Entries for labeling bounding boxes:
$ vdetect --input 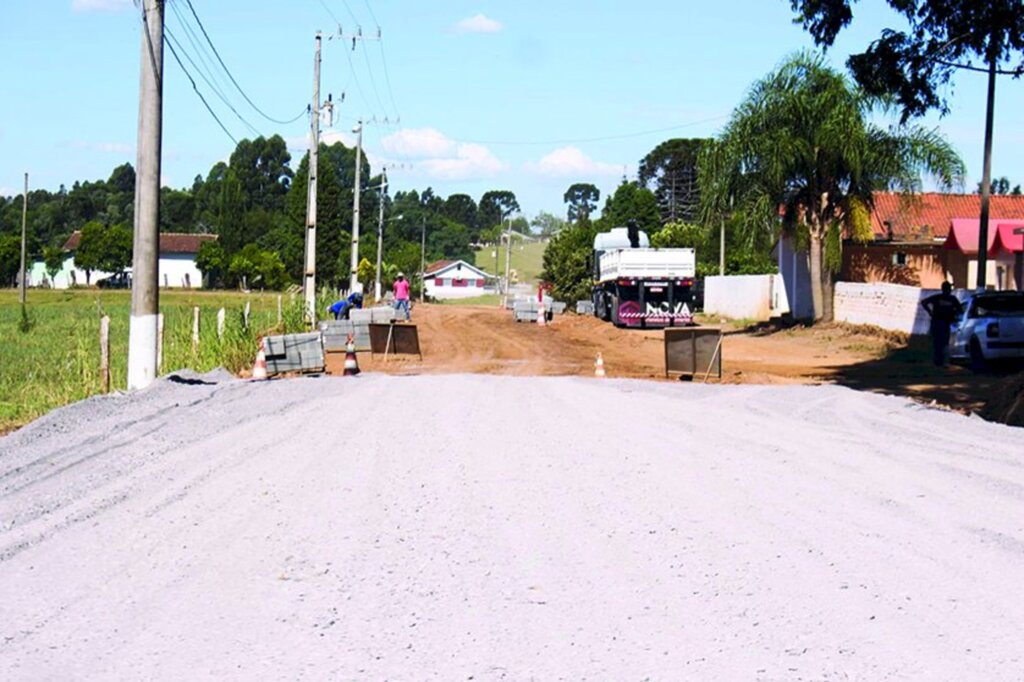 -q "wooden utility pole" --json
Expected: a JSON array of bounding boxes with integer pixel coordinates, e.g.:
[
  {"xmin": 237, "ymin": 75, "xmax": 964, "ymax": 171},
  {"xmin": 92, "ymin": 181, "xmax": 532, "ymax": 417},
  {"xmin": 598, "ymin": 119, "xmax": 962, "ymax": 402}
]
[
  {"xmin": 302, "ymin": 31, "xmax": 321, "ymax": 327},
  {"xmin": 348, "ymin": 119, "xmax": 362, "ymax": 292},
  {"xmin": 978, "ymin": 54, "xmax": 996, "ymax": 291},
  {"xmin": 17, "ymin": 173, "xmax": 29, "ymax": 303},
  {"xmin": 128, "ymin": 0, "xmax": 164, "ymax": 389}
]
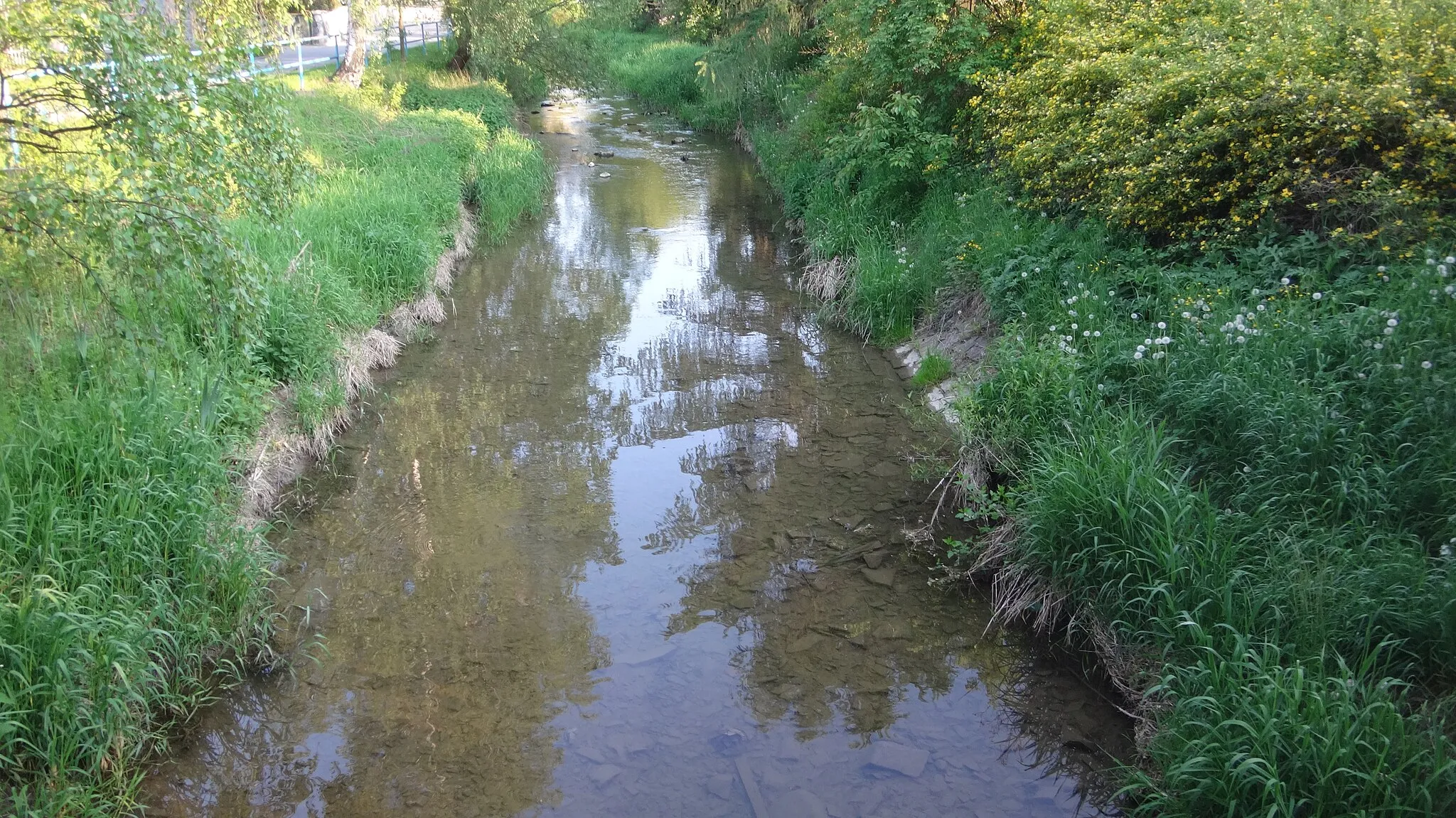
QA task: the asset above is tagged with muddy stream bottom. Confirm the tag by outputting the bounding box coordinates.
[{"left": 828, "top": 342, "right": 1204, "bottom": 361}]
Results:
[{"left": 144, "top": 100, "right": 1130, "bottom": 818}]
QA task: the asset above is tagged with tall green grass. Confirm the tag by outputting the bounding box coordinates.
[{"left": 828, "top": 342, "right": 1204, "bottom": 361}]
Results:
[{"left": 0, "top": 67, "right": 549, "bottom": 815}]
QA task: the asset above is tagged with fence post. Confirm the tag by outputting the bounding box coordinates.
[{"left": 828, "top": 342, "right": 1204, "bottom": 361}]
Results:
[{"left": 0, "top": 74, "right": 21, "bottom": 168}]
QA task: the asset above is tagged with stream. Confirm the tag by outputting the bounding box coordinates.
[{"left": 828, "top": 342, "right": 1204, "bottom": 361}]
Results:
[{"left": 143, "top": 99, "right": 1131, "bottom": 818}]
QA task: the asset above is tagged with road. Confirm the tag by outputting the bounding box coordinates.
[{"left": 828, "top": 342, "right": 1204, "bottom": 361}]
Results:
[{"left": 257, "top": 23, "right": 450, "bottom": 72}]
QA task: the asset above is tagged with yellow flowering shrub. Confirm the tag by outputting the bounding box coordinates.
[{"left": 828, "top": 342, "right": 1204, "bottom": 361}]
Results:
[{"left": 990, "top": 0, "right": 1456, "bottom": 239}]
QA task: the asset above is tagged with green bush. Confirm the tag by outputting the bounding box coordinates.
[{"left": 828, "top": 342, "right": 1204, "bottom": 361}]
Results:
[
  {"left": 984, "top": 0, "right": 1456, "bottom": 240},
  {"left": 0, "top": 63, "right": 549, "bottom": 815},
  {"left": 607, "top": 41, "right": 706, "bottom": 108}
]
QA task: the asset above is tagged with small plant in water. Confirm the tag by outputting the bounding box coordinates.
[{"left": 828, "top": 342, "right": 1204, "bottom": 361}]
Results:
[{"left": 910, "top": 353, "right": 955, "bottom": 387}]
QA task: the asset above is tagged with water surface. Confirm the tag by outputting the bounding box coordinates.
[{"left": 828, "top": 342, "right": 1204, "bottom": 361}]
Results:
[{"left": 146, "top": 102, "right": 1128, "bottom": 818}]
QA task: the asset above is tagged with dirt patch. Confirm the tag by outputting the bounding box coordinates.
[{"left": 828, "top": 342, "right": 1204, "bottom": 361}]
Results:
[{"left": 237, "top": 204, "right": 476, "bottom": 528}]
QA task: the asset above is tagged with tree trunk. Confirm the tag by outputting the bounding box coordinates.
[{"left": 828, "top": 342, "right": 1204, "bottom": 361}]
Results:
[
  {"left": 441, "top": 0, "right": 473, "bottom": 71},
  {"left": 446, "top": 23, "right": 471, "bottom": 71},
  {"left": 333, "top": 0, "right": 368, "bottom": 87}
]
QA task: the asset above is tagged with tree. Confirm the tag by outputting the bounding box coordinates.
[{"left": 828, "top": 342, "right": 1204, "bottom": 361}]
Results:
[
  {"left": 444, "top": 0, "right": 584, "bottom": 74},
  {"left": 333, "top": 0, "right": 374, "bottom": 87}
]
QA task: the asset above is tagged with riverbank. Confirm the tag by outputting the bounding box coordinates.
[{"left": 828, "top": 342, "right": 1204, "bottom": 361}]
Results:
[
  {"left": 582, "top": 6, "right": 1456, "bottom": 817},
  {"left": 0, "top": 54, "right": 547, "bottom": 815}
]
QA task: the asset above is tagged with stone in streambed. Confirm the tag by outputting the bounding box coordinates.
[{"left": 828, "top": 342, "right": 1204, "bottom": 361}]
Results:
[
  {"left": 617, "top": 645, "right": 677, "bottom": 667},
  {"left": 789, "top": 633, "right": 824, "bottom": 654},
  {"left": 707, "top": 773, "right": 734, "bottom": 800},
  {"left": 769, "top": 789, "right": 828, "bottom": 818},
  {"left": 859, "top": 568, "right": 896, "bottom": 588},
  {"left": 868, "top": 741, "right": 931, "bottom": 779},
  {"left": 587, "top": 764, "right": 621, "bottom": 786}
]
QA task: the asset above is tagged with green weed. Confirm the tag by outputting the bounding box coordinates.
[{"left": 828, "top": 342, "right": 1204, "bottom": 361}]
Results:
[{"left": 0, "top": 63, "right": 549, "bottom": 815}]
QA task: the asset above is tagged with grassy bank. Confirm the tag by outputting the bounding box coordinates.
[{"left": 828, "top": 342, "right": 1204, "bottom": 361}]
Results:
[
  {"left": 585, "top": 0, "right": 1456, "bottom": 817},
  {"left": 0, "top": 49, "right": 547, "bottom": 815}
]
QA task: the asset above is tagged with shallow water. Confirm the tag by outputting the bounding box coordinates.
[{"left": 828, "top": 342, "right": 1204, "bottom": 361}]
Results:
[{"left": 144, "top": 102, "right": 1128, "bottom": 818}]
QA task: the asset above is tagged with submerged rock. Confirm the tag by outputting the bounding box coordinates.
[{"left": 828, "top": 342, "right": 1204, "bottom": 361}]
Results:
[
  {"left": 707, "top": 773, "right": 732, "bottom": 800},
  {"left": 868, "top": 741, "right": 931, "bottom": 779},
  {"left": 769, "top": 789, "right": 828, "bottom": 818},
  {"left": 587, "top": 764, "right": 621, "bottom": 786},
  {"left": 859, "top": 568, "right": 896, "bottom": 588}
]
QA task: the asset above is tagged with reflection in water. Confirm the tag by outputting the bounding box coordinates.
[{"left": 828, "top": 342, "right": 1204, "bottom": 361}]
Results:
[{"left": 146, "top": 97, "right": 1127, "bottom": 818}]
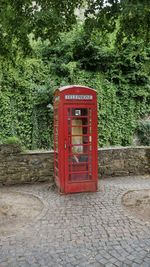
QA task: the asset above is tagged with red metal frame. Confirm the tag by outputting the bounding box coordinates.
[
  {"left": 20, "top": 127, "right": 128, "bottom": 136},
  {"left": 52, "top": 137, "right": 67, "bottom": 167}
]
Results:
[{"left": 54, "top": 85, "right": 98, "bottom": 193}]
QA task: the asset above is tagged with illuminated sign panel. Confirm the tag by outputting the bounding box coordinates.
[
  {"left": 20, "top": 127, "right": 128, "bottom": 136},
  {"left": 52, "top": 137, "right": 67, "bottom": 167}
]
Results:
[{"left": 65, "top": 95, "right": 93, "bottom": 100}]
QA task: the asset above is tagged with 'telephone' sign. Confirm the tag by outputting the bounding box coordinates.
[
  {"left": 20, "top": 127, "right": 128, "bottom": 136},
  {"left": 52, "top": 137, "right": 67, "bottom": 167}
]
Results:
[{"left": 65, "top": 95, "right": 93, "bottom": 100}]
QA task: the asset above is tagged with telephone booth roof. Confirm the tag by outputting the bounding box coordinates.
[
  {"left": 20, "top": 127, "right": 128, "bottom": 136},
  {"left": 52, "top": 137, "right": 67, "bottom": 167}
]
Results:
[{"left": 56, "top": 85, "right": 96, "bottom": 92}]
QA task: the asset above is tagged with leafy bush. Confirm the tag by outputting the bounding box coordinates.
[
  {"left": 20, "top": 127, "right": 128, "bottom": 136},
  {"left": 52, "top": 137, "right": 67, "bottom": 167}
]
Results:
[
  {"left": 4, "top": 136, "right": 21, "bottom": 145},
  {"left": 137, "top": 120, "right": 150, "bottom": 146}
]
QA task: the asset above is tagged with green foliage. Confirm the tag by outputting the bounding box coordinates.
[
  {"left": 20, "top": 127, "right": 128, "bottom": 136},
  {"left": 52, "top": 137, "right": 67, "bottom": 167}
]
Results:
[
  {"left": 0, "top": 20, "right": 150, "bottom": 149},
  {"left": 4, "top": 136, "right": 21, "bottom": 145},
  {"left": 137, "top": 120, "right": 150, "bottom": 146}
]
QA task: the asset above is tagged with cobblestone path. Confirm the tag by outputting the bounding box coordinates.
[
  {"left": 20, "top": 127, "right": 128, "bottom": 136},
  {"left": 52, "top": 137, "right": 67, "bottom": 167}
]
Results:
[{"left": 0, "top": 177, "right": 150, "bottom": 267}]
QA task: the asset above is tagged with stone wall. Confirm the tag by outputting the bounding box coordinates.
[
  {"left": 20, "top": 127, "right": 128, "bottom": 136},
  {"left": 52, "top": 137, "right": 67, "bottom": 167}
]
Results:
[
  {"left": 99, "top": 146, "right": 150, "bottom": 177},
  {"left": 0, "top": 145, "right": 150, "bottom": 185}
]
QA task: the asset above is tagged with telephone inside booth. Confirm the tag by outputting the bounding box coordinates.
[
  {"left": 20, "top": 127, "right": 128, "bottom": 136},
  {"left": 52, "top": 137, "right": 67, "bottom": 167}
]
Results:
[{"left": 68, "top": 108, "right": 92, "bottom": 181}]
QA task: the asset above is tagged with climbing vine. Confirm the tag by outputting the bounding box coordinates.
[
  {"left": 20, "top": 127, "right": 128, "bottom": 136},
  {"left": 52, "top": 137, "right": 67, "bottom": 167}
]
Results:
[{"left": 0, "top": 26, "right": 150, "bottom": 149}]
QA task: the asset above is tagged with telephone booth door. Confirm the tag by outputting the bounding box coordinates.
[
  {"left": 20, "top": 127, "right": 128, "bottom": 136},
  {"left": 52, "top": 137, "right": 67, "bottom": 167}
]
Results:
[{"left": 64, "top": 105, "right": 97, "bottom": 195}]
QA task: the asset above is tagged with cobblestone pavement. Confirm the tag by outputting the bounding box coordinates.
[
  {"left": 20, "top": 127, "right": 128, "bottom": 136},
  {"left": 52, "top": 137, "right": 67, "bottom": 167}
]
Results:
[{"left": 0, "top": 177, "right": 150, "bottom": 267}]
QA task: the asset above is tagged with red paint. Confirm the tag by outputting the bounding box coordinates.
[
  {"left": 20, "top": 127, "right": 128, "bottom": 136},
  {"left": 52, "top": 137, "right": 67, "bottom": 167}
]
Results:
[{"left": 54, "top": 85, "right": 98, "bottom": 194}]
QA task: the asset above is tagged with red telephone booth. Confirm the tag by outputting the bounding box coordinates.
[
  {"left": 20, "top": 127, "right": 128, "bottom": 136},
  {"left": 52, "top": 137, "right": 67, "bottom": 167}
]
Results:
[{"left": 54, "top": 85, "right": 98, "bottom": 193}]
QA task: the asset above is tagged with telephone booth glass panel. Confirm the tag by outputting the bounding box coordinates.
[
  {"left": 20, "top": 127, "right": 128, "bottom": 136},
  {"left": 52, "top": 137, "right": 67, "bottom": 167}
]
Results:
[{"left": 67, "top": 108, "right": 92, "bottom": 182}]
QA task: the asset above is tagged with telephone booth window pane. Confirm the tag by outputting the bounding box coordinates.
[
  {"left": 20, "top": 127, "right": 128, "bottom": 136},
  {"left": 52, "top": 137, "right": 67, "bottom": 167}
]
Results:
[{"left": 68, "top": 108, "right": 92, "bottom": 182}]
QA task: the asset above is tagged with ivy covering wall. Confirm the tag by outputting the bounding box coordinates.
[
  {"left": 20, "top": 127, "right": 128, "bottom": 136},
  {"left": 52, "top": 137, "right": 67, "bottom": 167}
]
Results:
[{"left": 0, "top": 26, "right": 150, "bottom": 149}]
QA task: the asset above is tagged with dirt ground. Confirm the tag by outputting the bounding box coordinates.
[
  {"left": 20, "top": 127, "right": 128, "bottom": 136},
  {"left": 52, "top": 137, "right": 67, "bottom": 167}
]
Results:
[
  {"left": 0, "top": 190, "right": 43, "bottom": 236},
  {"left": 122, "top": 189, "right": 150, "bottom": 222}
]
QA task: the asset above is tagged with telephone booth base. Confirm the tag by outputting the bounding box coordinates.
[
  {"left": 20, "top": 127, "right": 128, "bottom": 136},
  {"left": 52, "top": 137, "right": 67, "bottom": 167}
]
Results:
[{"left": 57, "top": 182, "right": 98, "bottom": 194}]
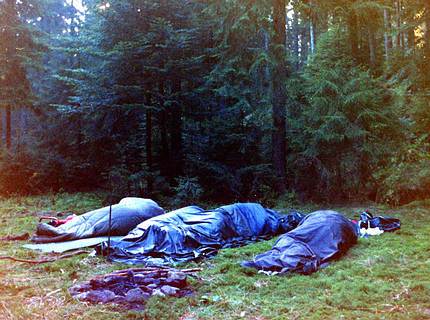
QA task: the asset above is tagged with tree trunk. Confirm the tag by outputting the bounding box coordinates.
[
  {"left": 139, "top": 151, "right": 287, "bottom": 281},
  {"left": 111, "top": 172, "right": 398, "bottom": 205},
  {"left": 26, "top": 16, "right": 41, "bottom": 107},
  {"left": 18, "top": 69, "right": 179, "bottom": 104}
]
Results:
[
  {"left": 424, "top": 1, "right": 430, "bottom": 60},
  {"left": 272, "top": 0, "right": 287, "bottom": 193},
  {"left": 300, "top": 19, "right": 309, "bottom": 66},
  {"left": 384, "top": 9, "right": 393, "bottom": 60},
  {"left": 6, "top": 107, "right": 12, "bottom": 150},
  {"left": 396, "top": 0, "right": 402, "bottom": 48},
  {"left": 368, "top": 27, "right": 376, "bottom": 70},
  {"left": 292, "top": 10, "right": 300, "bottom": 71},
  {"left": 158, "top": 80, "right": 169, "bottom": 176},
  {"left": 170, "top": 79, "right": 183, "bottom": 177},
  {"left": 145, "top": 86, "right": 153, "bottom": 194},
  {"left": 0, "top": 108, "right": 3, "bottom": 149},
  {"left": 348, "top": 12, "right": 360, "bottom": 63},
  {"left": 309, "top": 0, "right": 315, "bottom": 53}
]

Instructions for the task » Pull out every line of the material above that contains the string "xmax". Case counts.

Output for this task »
  {"xmin": 237, "ymin": 75, "xmax": 964, "ymax": 171},
  {"xmin": 92, "ymin": 181, "xmax": 532, "ymax": 417},
  {"xmin": 598, "ymin": 119, "xmax": 962, "ymax": 402}
  {"xmin": 302, "ymin": 31, "xmax": 321, "ymax": 327},
  {"xmin": 348, "ymin": 119, "xmax": 362, "ymax": 292},
  {"xmin": 978, "ymin": 54, "xmax": 996, "ymax": 291},
  {"xmin": 17, "ymin": 173, "xmax": 29, "ymax": 303},
  {"xmin": 128, "ymin": 0, "xmax": 164, "ymax": 389}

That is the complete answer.